* begin *

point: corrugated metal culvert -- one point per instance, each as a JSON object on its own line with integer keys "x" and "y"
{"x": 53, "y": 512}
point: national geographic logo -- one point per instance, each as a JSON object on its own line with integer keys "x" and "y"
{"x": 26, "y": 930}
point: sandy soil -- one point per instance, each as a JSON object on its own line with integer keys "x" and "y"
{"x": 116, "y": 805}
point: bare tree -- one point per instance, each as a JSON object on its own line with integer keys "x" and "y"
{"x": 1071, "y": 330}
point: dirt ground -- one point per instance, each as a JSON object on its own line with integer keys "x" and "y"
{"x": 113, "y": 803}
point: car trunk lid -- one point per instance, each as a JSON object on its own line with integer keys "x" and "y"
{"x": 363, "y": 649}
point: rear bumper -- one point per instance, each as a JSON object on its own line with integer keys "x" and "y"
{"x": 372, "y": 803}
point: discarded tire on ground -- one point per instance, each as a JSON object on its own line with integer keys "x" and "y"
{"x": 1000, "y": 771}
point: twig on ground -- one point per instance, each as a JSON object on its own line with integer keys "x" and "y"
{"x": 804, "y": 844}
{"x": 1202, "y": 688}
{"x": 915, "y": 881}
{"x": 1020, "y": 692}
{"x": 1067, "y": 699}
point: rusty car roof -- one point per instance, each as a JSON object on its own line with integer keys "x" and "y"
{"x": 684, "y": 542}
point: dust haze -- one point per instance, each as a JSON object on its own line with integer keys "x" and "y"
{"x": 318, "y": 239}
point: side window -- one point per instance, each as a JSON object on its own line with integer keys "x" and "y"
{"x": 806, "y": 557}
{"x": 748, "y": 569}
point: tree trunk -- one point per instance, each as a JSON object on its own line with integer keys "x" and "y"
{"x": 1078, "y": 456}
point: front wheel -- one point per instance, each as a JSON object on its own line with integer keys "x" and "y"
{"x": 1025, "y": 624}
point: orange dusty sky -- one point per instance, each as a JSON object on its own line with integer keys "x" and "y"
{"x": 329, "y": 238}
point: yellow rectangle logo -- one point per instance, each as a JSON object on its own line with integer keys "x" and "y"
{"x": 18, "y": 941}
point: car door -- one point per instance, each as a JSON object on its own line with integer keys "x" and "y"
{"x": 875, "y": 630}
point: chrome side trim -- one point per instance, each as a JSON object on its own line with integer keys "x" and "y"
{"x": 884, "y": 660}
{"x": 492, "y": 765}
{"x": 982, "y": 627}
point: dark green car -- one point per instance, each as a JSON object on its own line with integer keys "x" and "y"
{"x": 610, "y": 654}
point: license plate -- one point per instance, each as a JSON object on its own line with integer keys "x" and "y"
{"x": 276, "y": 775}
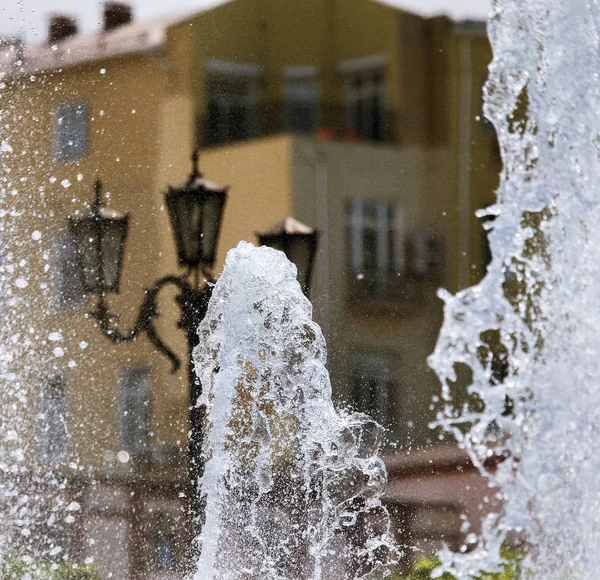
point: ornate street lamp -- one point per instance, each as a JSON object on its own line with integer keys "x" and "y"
{"x": 195, "y": 210}
{"x": 298, "y": 242}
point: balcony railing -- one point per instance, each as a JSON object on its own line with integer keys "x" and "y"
{"x": 329, "y": 122}
{"x": 390, "y": 289}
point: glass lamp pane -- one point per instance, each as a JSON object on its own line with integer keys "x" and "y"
{"x": 85, "y": 232}
{"x": 114, "y": 234}
{"x": 211, "y": 225}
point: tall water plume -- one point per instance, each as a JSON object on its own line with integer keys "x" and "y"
{"x": 525, "y": 340}
{"x": 292, "y": 487}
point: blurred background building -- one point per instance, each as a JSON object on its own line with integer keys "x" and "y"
{"x": 358, "y": 119}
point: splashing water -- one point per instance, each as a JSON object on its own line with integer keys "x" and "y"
{"x": 525, "y": 340}
{"x": 292, "y": 487}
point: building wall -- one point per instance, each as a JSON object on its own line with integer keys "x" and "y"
{"x": 412, "y": 180}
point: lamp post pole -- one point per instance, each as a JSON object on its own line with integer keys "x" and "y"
{"x": 195, "y": 210}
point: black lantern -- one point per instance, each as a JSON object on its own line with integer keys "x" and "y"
{"x": 100, "y": 236}
{"x": 298, "y": 242}
{"x": 196, "y": 210}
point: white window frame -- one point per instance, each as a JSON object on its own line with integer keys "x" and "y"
{"x": 67, "y": 291}
{"x": 61, "y": 154}
{"x": 233, "y": 72}
{"x": 383, "y": 369}
{"x": 52, "y": 419}
{"x": 134, "y": 403}
{"x": 365, "y": 69}
{"x": 388, "y": 224}
{"x": 301, "y": 88}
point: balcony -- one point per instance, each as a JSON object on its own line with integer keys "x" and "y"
{"x": 388, "y": 289}
{"x": 329, "y": 122}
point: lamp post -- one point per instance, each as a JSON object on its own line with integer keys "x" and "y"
{"x": 195, "y": 211}
{"x": 298, "y": 242}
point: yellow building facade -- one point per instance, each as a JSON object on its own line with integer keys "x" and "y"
{"x": 355, "y": 118}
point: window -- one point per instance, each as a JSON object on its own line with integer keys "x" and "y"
{"x": 365, "y": 97}
{"x": 51, "y": 424}
{"x": 376, "y": 240}
{"x": 71, "y": 131}
{"x": 231, "y": 101}
{"x": 301, "y": 93}
{"x": 373, "y": 380}
{"x": 134, "y": 409}
{"x": 65, "y": 278}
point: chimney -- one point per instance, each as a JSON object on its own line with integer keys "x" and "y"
{"x": 116, "y": 14}
{"x": 61, "y": 27}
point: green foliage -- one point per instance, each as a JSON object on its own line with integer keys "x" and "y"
{"x": 19, "y": 569}
{"x": 513, "y": 569}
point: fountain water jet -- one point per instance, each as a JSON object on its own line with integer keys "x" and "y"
{"x": 525, "y": 339}
{"x": 292, "y": 487}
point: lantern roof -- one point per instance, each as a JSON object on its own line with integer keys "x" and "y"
{"x": 288, "y": 226}
{"x": 197, "y": 182}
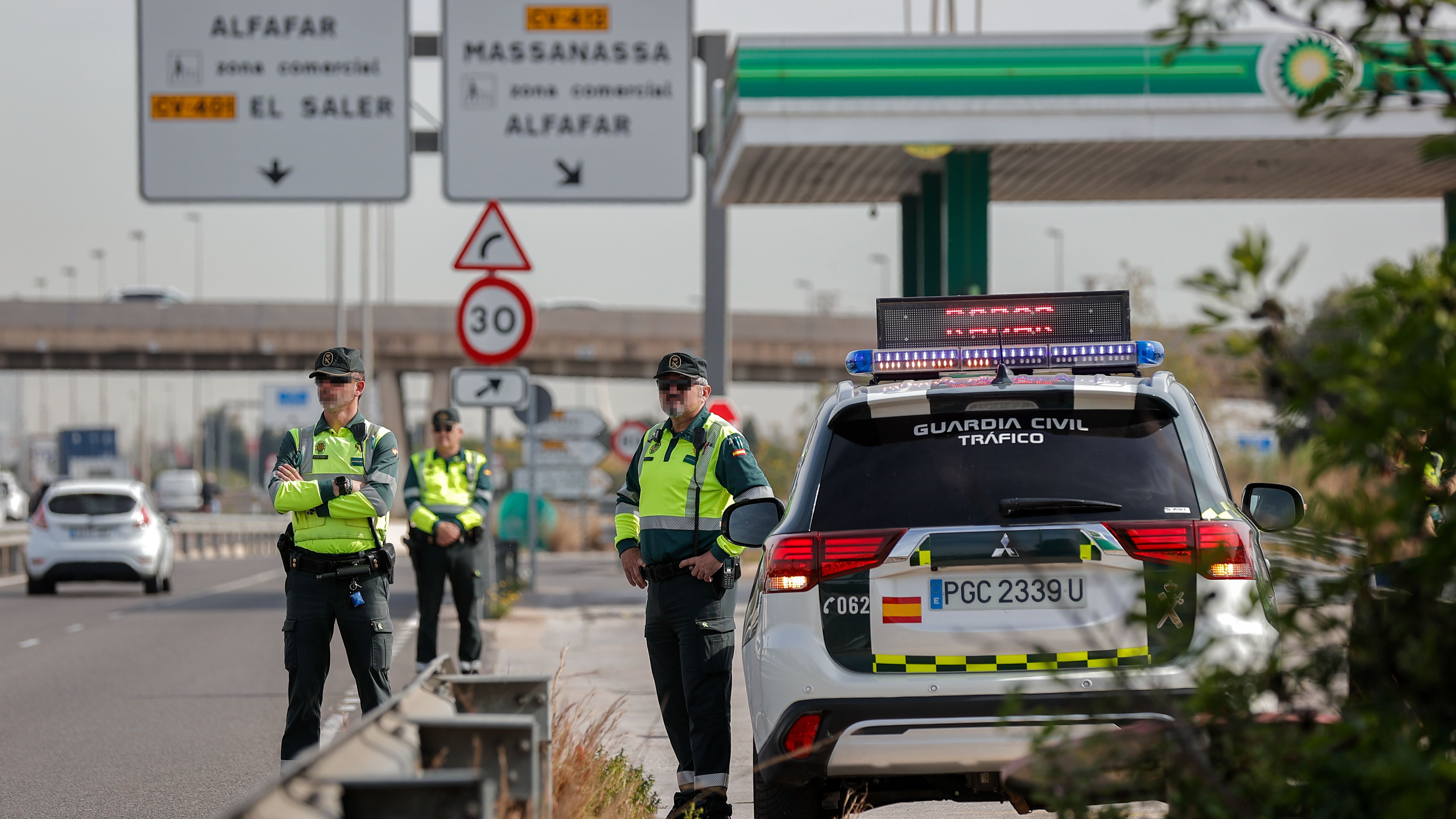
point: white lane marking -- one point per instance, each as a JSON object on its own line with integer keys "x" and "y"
{"x": 221, "y": 588}
{"x": 350, "y": 704}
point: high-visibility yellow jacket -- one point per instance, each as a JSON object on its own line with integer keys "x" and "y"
{"x": 667, "y": 483}
{"x": 322, "y": 521}
{"x": 455, "y": 489}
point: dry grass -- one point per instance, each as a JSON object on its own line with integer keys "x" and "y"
{"x": 590, "y": 782}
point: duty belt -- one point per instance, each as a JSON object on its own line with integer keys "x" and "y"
{"x": 350, "y": 565}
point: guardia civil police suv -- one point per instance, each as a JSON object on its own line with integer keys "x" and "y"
{"x": 1011, "y": 506}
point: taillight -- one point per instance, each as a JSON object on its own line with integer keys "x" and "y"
{"x": 800, "y": 741}
{"x": 1221, "y": 549}
{"x": 791, "y": 565}
{"x": 1224, "y": 550}
{"x": 800, "y": 562}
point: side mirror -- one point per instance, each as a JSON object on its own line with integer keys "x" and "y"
{"x": 749, "y": 522}
{"x": 1273, "y": 508}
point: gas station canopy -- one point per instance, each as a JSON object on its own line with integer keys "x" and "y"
{"x": 1062, "y": 119}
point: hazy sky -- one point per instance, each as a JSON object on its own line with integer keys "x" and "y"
{"x": 69, "y": 172}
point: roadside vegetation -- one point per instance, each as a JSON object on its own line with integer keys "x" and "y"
{"x": 1356, "y": 719}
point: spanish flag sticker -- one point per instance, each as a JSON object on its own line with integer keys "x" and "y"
{"x": 902, "y": 610}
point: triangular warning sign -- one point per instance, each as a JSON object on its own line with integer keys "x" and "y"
{"x": 493, "y": 245}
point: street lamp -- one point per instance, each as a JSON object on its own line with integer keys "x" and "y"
{"x": 101, "y": 270}
{"x": 140, "y": 238}
{"x": 196, "y": 218}
{"x": 1056, "y": 237}
{"x": 884, "y": 273}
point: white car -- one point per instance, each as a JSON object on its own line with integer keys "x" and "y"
{"x": 98, "y": 529}
{"x": 953, "y": 546}
{"x": 15, "y": 500}
{"x": 180, "y": 490}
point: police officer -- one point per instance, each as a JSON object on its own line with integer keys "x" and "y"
{"x": 337, "y": 477}
{"x": 449, "y": 496}
{"x": 685, "y": 473}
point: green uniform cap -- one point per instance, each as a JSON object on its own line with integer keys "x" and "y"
{"x": 683, "y": 365}
{"x": 338, "y": 362}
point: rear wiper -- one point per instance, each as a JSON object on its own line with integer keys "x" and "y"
{"x": 1021, "y": 506}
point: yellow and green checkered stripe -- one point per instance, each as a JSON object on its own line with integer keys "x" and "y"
{"x": 927, "y": 664}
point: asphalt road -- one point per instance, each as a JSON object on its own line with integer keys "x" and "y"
{"x": 123, "y": 704}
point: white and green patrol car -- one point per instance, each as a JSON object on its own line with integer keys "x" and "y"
{"x": 992, "y": 519}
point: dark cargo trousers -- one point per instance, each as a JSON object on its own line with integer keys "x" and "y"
{"x": 689, "y": 639}
{"x": 462, "y": 565}
{"x": 369, "y": 640}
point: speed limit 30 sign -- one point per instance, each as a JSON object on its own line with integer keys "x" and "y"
{"x": 496, "y": 321}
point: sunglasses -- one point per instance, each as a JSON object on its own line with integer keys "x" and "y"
{"x": 667, "y": 385}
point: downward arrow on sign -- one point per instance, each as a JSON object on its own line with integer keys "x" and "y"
{"x": 276, "y": 172}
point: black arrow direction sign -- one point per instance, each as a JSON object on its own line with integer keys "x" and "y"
{"x": 276, "y": 174}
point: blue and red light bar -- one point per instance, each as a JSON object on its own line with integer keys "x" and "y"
{"x": 951, "y": 334}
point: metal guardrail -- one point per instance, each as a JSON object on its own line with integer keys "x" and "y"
{"x": 204, "y": 537}
{"x": 448, "y": 747}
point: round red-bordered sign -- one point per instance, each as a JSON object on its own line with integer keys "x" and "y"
{"x": 496, "y": 321}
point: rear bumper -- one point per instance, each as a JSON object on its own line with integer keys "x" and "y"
{"x": 95, "y": 570}
{"x": 890, "y": 736}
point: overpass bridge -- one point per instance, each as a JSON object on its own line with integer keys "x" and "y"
{"x": 408, "y": 339}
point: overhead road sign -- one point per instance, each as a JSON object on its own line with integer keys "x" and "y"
{"x": 570, "y": 483}
{"x": 493, "y": 245}
{"x": 573, "y": 452}
{"x": 585, "y": 103}
{"x": 490, "y": 387}
{"x": 571, "y": 425}
{"x": 274, "y": 100}
{"x": 627, "y": 438}
{"x": 496, "y": 321}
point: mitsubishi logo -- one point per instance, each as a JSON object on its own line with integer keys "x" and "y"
{"x": 1005, "y": 549}
{"x": 1173, "y": 598}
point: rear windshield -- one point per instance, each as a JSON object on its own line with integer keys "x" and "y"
{"x": 954, "y": 468}
{"x": 92, "y": 503}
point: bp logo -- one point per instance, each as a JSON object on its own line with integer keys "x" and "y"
{"x": 1292, "y": 68}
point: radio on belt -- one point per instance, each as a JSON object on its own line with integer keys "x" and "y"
{"x": 1084, "y": 333}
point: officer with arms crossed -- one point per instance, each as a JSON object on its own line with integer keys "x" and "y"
{"x": 338, "y": 480}
{"x": 685, "y": 473}
{"x": 449, "y": 496}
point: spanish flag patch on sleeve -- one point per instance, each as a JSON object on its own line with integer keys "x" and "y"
{"x": 900, "y": 610}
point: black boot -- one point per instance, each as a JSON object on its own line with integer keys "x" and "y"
{"x": 680, "y": 802}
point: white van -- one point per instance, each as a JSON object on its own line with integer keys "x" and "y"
{"x": 180, "y": 490}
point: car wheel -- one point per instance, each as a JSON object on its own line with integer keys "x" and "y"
{"x": 775, "y": 802}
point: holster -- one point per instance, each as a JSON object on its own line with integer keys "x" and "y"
{"x": 286, "y": 547}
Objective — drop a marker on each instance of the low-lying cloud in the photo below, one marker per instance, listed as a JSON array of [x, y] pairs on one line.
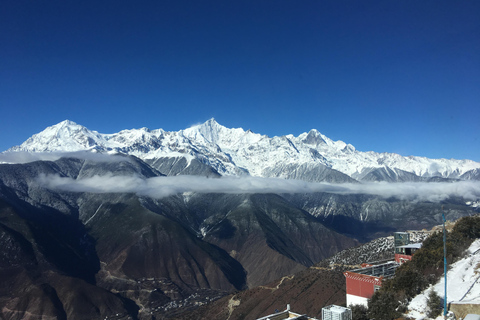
[[159, 187], [26, 157]]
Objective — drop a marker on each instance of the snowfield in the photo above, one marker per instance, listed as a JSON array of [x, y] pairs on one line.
[[463, 285]]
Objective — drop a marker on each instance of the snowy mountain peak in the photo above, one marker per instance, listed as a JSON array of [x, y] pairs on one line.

* end *

The lines to repeat run from the line containing "point: mitsubishi logo" through the last line of the material above; give them exactly, without the pictures.

point: mitsubishi logo -- one point per instance, each as a JSON object on its own line with integer keys "x" and "y"
{"x": 1005, "y": 549}
{"x": 1173, "y": 598}
point: rear windshield -- one point per instance, each as a JSON object on its own line with integer keys "x" and "y"
{"x": 954, "y": 468}
{"x": 92, "y": 503}
point: bp logo -- one point per instance, each as a JSON object on its own line with integer keys "x" and "y"
{"x": 1292, "y": 68}
point: radio on belt -- one point per instance, each as a JSON object on its own line with integer keys "x" and "y"
{"x": 1084, "y": 333}
point: officer with arms crossed -- one point per instance, each as a JSON object on its own line with integer keys "x" and "y"
{"x": 338, "y": 480}
{"x": 685, "y": 473}
{"x": 449, "y": 496}
point: spanish flag patch on sleeve -- one point per instance, each as a JSON object on its own line with integer keys "x" and "y"
{"x": 900, "y": 610}
point: black boot -- one point per instance, each as a JSON object on its own line with integer keys "x" and "y"
{"x": 680, "y": 802}
point: white van -- one point per instance, each as a JSON object on its own line with integer keys "x" and "y"
{"x": 180, "y": 490}
point: car wheel -- one point per instance, each as a JSON object on its own line with integer keys "x" and "y"
{"x": 775, "y": 802}
point: holster -- one point per instance, each as a JSON object on its own line with integer keys "x" and "y"
{"x": 286, "y": 547}
Objective — drop a marker on each instance of the low-lying cloud in the photo below, one marker per instance, listed as a JSON array of [x, y] pairs on one line.
[[159, 187], [26, 157]]
Objective — drop a marker on each instance of the snowfield in the photo above, one marker per instance, listed as a JSON array of [x, y] pairs on one line.
[[463, 285]]
Objective — drop a marker on each instance of the snowy mountain peak in the photo above, one marker per instance, listed as a JSON array of [x, y] pairs on one line.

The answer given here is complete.